REQUIRED WORK => Give back exactly the lines from the one that includes "Warehouse bin-picking: the next item to retrieve is the building" to the last line below, both included, and no further lines.

MATERIAL FOR THIS EXERCISE =>
# # # # #

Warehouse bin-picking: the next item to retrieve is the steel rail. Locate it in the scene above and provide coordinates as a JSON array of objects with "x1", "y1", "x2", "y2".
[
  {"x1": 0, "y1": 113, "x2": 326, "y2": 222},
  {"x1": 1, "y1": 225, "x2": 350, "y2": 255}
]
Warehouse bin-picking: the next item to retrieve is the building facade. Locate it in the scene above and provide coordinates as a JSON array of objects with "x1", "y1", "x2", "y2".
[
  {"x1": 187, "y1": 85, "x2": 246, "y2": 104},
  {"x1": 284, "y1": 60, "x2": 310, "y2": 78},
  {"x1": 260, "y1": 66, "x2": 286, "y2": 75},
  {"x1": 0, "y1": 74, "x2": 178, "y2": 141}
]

# # # # #

RESULT FOR THIS TASK =>
Warehouse bin-picking: the next item to retrieve is the building facade. Locate it in the scene above and provide coordinates as a JSON array of objects with "x1", "y1", "x2", "y2".
[
  {"x1": 187, "y1": 85, "x2": 246, "y2": 104},
  {"x1": 284, "y1": 60, "x2": 310, "y2": 78},
  {"x1": 260, "y1": 66, "x2": 286, "y2": 75},
  {"x1": 0, "y1": 74, "x2": 178, "y2": 141}
]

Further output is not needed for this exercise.